### WHAT THIS TASK INVOLVES
The full listing, minus its pictures, should be printed again exactly as it stands.

### RECORDED DATA
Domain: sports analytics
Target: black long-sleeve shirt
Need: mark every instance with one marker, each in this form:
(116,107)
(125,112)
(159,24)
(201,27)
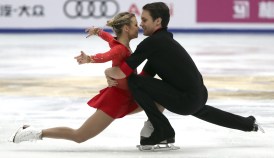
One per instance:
(166,58)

### WRITTEN ANSWER
Domain: sports analytics
Target: black long-sleeve shirt
Need: mark every instance with one marker, each in this form:
(116,107)
(125,112)
(159,24)
(201,27)
One per instance:
(166,58)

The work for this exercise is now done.